Problem to work on
Whenever a line in the entries below contains the string "jeans", copy that line.

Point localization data
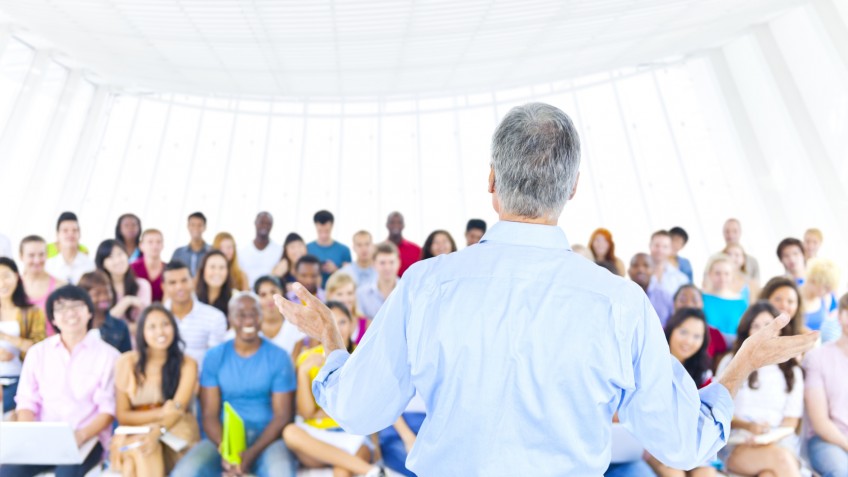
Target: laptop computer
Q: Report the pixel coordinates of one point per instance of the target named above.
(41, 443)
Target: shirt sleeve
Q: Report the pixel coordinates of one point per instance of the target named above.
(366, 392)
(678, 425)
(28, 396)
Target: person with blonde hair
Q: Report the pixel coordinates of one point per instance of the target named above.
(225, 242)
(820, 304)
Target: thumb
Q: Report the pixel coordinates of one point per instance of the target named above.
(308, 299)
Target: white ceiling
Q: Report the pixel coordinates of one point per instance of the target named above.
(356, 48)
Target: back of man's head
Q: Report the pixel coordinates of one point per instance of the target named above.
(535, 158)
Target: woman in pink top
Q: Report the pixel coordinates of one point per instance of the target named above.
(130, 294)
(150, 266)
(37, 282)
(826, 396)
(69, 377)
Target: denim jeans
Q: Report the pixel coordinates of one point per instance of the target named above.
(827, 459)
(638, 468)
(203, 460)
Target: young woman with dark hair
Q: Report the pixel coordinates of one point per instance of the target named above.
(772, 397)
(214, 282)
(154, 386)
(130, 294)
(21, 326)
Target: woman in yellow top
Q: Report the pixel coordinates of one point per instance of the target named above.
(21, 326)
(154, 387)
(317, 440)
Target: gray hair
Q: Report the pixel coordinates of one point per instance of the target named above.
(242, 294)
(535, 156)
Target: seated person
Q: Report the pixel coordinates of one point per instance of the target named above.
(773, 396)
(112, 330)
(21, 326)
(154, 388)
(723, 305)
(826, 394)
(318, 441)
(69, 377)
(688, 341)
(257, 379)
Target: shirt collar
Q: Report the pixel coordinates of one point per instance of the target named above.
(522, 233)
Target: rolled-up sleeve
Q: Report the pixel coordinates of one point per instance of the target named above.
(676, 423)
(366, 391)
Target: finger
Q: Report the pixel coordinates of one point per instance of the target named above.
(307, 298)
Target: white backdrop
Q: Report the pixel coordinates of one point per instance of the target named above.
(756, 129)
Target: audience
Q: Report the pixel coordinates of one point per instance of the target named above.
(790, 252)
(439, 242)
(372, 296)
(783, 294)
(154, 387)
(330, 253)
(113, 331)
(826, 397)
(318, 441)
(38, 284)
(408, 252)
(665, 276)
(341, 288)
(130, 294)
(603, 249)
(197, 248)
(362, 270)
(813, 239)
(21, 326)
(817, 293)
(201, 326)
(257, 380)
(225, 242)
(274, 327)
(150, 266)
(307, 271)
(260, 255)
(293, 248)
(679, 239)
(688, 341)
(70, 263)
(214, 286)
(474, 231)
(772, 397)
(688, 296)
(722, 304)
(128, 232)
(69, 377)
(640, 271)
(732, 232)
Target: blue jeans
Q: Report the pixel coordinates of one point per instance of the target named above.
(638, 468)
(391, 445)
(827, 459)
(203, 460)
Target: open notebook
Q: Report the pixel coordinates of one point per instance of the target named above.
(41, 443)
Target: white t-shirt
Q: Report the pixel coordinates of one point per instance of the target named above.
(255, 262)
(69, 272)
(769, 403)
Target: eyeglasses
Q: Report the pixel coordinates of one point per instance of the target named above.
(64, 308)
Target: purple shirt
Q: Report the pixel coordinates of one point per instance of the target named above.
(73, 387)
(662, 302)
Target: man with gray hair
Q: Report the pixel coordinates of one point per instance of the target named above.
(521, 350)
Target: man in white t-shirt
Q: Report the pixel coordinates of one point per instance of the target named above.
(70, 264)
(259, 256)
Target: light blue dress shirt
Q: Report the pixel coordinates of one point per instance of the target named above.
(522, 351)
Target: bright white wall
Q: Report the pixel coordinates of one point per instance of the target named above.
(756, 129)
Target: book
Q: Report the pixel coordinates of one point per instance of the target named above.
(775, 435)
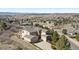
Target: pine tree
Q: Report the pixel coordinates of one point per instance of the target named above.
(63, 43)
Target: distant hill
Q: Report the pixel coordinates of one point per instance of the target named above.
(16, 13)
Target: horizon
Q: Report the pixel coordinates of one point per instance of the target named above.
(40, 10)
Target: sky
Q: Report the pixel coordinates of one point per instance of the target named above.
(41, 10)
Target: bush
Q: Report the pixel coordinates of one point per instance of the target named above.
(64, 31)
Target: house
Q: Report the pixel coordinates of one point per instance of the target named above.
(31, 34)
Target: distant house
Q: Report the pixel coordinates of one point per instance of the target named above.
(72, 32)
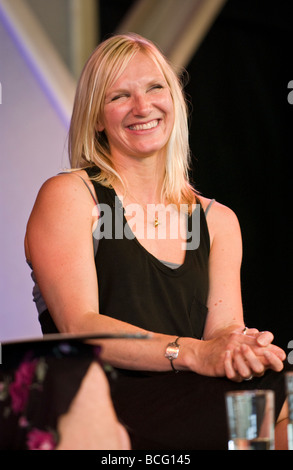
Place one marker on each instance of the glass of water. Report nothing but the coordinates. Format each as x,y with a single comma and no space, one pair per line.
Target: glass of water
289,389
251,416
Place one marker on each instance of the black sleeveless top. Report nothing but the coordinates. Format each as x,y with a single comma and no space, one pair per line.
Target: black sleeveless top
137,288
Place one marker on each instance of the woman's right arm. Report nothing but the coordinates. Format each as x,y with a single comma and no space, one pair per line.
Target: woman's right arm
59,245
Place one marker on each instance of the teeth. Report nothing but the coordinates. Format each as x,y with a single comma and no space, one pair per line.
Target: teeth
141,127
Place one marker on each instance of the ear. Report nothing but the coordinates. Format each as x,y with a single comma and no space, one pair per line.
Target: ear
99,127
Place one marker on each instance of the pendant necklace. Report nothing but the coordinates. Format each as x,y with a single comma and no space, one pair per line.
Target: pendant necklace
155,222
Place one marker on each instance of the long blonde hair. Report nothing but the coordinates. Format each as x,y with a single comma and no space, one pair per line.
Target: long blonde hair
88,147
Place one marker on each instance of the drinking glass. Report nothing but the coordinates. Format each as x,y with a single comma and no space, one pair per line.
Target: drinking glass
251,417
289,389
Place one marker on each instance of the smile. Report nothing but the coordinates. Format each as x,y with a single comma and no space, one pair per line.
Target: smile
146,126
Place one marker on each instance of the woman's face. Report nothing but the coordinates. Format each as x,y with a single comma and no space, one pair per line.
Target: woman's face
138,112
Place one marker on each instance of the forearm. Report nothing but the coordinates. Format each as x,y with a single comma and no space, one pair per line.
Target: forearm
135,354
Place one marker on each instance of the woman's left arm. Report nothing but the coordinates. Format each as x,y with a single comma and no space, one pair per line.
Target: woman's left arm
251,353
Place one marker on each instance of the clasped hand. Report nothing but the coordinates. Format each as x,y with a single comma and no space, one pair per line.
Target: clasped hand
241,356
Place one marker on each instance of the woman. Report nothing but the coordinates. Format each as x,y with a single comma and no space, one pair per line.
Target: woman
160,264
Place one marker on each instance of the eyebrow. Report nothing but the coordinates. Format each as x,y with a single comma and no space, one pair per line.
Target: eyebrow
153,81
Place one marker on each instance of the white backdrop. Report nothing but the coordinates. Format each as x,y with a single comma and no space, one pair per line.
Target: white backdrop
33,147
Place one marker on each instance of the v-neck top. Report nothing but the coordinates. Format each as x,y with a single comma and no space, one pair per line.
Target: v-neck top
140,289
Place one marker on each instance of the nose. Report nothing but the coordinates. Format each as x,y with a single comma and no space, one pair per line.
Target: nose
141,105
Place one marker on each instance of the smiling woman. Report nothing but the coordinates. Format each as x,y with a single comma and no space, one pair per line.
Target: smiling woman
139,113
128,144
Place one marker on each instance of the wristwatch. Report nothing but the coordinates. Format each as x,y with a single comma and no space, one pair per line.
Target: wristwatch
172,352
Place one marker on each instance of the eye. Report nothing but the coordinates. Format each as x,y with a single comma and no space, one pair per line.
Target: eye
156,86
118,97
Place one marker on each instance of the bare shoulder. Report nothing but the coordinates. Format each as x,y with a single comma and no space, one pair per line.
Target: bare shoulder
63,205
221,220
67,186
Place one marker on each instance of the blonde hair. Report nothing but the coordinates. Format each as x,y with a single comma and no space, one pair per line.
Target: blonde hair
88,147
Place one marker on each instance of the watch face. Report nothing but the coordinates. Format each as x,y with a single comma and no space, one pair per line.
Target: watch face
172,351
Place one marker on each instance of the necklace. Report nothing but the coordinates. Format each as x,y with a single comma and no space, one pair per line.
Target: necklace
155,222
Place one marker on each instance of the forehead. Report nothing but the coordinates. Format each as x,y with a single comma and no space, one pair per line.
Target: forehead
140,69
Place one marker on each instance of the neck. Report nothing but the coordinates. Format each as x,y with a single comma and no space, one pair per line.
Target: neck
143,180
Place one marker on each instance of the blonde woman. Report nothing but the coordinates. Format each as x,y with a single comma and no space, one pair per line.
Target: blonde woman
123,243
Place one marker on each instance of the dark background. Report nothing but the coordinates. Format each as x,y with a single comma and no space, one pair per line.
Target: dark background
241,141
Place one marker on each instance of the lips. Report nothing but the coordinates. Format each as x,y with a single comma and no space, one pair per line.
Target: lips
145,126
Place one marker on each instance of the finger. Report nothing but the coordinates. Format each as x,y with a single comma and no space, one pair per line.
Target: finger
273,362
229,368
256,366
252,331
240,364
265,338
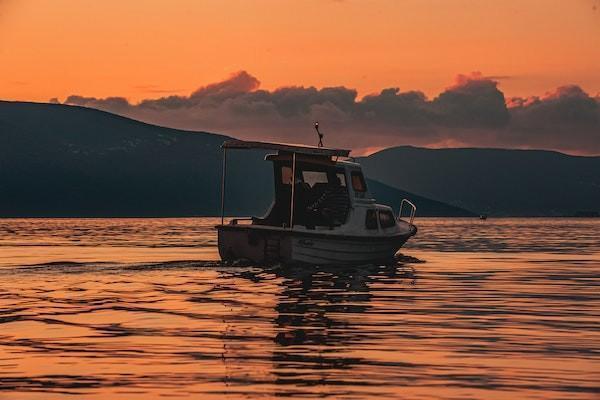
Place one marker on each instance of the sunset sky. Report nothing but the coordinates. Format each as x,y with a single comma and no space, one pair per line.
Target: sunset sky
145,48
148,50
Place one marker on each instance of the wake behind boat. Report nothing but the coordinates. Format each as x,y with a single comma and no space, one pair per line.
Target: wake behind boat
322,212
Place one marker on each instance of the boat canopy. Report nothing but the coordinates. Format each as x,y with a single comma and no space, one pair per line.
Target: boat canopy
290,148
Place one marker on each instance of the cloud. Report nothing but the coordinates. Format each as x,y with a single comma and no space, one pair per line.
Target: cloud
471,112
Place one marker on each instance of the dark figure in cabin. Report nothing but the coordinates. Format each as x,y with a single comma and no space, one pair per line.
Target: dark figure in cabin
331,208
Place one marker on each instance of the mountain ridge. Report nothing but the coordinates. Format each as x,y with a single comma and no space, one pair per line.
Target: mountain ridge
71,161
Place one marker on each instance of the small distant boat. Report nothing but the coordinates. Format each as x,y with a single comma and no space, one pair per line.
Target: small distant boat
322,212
--
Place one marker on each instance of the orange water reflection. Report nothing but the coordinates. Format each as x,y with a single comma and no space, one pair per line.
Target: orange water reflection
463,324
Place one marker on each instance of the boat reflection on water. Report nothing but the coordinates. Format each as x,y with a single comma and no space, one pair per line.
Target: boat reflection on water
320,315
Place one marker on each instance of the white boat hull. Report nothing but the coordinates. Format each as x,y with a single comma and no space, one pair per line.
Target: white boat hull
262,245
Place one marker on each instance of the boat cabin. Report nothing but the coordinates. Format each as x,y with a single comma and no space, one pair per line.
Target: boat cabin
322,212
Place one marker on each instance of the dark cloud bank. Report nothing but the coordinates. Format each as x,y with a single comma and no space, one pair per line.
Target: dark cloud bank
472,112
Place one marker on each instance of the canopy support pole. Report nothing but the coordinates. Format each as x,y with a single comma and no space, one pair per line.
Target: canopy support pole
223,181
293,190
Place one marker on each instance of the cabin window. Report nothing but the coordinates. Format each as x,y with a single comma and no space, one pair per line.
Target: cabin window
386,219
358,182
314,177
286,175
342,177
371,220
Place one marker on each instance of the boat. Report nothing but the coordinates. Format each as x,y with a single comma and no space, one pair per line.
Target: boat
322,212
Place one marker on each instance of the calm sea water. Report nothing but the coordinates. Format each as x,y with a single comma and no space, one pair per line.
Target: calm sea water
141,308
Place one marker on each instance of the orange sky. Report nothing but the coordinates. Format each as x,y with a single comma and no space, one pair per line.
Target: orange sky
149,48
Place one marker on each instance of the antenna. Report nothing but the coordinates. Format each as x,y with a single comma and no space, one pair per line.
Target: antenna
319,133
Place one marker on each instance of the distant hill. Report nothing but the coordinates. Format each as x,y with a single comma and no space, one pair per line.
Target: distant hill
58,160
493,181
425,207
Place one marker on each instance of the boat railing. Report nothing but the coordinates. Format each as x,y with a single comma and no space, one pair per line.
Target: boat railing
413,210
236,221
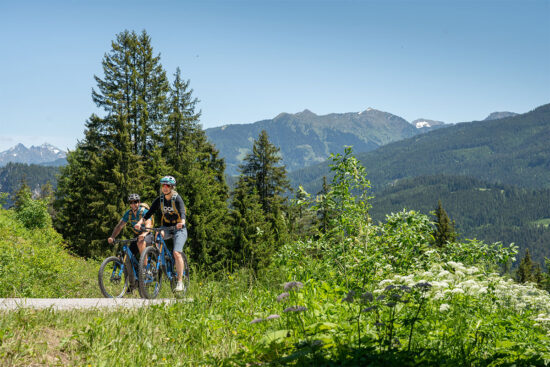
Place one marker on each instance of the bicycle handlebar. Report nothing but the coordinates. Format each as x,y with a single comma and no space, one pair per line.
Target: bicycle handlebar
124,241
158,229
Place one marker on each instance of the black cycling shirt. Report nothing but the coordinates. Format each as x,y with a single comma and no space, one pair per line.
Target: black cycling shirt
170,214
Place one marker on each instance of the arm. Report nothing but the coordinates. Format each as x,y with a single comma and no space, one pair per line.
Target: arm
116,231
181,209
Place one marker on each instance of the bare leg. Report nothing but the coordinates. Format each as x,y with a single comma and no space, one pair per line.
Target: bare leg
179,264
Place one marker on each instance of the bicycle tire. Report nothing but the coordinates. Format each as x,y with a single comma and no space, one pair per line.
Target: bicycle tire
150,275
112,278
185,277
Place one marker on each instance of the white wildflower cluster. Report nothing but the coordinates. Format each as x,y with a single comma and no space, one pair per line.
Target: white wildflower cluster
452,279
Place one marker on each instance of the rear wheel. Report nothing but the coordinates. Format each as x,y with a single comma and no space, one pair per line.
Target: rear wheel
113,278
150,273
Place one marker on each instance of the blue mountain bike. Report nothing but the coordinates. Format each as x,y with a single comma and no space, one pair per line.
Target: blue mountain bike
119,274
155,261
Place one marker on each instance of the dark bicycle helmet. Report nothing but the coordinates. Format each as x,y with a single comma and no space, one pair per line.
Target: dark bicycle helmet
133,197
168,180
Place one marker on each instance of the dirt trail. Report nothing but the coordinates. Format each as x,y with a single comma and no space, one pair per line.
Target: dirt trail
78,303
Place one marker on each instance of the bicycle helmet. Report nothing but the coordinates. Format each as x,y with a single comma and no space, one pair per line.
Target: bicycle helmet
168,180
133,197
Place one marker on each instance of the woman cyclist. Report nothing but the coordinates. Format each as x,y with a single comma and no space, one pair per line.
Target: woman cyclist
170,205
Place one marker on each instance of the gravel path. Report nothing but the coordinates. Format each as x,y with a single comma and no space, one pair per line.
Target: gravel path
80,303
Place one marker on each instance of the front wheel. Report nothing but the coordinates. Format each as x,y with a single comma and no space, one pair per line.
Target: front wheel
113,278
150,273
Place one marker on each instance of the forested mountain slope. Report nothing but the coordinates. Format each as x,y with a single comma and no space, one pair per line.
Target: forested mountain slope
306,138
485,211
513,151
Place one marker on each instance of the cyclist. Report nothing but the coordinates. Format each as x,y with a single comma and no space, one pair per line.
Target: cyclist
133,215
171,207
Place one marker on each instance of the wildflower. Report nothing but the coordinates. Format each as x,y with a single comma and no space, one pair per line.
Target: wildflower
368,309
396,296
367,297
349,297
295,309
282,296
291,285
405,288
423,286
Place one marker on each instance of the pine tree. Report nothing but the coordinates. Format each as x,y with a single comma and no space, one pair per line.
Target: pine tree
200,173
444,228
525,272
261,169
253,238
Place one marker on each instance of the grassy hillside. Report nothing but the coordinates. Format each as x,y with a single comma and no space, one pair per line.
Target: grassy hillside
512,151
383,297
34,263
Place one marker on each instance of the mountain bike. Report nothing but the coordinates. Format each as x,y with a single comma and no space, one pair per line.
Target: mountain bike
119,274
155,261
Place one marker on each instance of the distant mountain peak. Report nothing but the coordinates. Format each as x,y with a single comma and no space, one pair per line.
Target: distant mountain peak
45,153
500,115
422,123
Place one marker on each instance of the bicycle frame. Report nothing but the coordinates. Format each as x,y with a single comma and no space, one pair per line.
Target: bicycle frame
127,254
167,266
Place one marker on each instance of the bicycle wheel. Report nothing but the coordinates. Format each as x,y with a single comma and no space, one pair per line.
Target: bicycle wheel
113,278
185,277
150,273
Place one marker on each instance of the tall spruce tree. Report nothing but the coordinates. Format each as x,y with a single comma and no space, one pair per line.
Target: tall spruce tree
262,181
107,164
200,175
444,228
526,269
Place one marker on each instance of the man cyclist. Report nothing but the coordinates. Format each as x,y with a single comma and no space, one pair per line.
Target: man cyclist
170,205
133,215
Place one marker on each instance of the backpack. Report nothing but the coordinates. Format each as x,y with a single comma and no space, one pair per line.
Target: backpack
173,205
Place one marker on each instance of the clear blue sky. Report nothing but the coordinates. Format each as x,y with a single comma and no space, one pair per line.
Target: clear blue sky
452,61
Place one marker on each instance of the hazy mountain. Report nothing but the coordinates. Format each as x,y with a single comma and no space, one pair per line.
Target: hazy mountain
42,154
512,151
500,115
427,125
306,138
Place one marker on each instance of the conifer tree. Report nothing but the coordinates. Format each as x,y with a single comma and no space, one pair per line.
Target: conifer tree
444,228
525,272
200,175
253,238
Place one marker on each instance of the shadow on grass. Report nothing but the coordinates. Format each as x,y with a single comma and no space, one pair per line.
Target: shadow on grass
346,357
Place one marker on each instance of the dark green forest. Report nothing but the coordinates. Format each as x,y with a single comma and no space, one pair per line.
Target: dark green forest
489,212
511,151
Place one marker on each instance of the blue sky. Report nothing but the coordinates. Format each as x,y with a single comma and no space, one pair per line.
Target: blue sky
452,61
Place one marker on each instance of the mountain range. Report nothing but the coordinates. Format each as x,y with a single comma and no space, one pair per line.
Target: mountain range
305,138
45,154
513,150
* * *
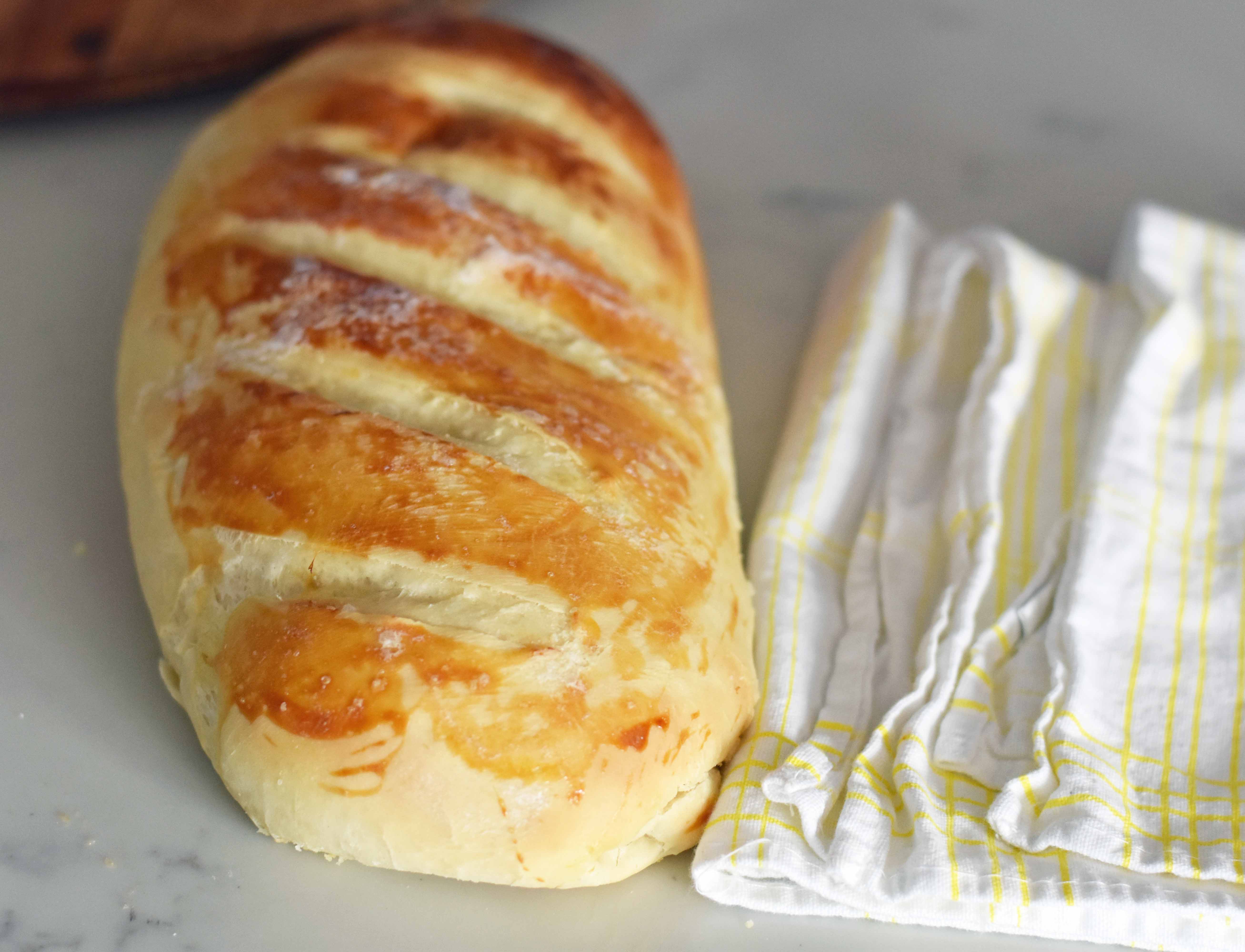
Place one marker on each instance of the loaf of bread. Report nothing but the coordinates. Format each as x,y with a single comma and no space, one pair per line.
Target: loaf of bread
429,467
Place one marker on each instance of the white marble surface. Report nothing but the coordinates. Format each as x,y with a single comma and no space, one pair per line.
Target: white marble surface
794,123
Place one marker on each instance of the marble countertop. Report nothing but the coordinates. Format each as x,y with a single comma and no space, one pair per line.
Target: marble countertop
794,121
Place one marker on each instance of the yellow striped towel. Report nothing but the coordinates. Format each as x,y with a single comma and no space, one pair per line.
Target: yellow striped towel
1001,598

Task output
Target: denim jeans
Target: blue jeans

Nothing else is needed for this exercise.